*Aim of the task*. Could you lay out the lines of the items below as a JSON list of strings, one string per line with blank lines omitted, starting with the line containing "Reviewer note: verify that every instance of the ornamental" and going on through the line containing "[[24, 119], [154, 142], [516, 263], [244, 347]]"? Include only those lines and leave out any pictures.

[Items pointing to objects in photos]

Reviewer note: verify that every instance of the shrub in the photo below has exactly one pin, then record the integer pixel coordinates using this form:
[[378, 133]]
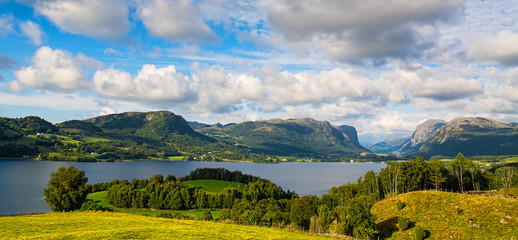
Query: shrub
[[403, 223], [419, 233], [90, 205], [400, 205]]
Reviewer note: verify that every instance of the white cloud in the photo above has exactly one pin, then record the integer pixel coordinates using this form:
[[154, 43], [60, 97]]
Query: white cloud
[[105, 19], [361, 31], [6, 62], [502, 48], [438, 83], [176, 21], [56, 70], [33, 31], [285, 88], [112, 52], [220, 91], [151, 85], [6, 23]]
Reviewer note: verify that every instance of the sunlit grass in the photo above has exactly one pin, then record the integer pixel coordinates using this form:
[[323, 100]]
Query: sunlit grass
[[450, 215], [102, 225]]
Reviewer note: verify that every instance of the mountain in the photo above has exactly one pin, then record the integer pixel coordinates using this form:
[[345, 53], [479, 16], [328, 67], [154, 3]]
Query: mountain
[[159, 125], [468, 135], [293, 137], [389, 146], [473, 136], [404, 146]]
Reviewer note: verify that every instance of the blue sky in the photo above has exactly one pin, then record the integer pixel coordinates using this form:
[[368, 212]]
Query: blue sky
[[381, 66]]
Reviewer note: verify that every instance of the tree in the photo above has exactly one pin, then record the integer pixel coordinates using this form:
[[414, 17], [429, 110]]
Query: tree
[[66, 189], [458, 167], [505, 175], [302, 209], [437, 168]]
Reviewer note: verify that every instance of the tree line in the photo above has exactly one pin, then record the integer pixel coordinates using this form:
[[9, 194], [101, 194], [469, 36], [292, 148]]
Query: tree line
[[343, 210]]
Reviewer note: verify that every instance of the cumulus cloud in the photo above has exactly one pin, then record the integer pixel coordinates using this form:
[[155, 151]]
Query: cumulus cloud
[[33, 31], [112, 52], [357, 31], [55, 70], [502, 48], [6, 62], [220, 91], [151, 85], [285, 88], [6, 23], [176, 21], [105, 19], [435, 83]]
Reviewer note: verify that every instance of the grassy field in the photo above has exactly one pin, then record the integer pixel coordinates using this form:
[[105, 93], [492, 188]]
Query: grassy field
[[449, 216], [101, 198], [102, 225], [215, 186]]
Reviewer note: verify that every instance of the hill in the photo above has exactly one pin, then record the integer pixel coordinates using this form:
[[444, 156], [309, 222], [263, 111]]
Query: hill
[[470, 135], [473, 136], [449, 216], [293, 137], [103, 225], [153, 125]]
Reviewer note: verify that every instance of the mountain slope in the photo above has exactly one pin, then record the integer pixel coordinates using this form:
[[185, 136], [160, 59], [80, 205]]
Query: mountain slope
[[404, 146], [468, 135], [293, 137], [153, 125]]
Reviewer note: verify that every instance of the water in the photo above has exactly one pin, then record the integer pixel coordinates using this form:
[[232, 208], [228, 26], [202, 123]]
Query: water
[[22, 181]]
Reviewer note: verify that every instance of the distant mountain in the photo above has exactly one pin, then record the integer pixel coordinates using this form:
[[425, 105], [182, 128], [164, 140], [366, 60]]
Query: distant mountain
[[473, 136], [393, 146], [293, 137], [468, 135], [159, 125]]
==
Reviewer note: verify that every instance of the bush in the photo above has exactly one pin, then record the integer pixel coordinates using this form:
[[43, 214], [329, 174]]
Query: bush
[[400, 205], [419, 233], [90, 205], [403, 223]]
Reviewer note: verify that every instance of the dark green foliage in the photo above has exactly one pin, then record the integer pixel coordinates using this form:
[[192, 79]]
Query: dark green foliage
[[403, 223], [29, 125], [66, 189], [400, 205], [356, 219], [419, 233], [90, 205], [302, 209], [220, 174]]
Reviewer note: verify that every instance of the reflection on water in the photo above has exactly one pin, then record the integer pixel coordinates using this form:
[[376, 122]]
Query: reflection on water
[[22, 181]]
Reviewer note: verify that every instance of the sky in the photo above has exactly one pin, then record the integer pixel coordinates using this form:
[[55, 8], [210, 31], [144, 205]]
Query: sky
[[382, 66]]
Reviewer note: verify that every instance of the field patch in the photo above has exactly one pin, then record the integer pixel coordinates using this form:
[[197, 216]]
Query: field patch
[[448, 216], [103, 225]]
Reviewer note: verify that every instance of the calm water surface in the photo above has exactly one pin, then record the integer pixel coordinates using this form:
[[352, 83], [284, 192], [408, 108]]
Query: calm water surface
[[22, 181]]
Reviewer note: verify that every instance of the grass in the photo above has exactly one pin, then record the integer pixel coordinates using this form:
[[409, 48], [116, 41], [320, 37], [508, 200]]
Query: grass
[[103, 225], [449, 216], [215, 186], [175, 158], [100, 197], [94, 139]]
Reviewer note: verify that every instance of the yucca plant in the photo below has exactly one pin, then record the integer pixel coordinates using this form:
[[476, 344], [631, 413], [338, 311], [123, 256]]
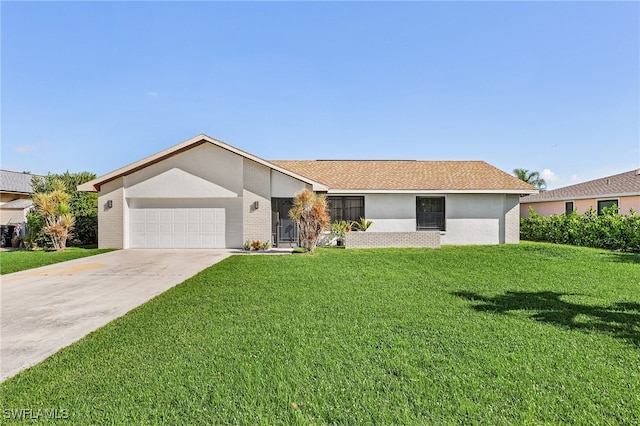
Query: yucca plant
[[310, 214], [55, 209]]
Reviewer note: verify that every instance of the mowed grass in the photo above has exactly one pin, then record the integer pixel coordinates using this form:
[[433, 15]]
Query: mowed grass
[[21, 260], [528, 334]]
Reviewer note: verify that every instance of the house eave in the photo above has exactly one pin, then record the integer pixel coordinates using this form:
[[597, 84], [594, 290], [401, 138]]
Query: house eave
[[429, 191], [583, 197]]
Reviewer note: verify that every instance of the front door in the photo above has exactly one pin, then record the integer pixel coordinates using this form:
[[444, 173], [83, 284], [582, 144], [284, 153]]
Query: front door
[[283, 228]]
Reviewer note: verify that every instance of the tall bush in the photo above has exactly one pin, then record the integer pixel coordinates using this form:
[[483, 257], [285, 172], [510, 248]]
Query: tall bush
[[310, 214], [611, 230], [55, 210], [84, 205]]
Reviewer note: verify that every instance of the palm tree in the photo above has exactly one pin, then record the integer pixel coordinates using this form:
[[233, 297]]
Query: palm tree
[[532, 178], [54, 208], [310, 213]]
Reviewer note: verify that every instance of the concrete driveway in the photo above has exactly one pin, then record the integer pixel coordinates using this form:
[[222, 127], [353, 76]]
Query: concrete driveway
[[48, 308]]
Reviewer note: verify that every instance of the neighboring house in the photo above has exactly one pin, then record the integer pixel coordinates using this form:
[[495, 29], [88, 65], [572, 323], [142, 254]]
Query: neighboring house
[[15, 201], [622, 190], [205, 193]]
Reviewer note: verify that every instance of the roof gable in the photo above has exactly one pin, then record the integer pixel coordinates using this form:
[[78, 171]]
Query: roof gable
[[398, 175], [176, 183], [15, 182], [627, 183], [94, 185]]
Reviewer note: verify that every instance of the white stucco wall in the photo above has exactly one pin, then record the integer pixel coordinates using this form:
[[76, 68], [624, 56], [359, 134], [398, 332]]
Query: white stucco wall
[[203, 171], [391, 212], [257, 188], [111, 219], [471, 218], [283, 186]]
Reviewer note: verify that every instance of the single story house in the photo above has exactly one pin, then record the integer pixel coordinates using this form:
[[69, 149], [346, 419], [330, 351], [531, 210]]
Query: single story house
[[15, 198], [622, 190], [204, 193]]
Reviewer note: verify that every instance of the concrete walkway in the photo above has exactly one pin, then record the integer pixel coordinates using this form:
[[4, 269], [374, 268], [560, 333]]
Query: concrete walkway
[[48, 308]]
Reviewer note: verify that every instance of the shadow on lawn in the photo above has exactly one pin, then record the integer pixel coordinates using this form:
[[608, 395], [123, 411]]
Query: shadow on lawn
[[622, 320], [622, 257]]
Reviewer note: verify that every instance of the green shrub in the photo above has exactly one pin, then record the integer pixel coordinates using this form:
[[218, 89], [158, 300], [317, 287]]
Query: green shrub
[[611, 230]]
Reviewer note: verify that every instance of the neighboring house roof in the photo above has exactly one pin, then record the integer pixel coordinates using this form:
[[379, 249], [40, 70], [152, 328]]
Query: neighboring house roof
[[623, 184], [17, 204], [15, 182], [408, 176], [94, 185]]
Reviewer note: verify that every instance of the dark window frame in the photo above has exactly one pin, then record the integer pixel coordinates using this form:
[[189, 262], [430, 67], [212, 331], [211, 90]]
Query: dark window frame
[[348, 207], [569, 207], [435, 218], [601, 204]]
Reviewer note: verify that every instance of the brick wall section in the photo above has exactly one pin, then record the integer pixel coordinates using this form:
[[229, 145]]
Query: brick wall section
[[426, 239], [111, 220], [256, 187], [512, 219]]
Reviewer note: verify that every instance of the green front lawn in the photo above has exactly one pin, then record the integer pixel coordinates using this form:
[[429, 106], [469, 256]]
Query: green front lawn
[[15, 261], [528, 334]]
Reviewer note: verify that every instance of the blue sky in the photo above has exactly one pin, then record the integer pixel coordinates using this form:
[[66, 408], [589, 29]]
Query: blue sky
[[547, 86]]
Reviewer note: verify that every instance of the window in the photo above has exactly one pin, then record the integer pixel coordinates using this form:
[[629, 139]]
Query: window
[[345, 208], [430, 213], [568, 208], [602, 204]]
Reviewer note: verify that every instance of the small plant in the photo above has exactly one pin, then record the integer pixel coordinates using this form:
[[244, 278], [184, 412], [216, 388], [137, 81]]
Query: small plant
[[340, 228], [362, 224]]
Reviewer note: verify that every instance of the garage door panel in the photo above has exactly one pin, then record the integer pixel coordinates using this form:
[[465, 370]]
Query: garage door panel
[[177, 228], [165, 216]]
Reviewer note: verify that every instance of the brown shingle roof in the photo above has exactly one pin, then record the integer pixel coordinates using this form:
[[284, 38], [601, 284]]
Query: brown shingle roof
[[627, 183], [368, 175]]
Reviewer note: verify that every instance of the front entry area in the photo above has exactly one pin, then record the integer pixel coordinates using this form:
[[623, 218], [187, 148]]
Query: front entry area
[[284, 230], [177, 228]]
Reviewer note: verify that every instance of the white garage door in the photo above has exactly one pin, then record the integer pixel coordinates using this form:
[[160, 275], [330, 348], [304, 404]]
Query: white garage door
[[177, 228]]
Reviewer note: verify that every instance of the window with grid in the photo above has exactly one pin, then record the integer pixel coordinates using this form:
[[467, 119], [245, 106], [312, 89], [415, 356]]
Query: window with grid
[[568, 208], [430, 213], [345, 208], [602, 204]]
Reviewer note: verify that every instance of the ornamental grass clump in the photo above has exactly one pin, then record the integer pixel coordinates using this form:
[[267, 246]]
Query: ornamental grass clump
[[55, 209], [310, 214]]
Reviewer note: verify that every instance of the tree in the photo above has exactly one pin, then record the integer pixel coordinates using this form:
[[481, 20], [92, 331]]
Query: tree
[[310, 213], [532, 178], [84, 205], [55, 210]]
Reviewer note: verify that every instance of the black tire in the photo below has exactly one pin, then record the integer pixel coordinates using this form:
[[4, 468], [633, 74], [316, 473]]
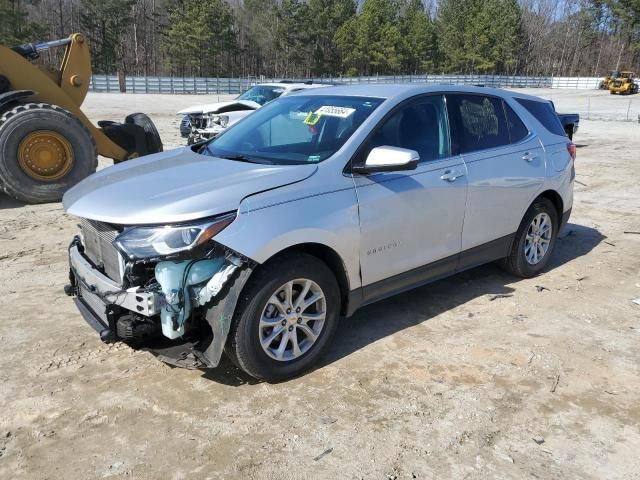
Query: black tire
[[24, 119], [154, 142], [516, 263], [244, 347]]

*Result of the task*.
[
  "Reviewer note: verify that every instance of the ornamental grass clump in the photo above has exactly one pin, then record the integer pixel coordinates using this form:",
  "[[267, 246]]",
  "Query: ornamental grass clump",
  "[[55, 209], [310, 214]]",
  "Reviewer note: verify that every instance of the tree in the photo above has exactly one pin, then record the integer pixel coordinates using this form:",
  "[[481, 20], [92, 331]]",
  "Query: tree",
  "[[310, 213], [532, 178], [84, 205], [55, 210]]",
  "Reviewer note: verify that every instance of the black tire in the photo below has exactly one pin, then record the integer pixel coordinates using this form:",
  "[[4, 468], [633, 74], [316, 473]]",
  "Query: black tire",
  "[[24, 119], [154, 142], [516, 263], [244, 347]]"
]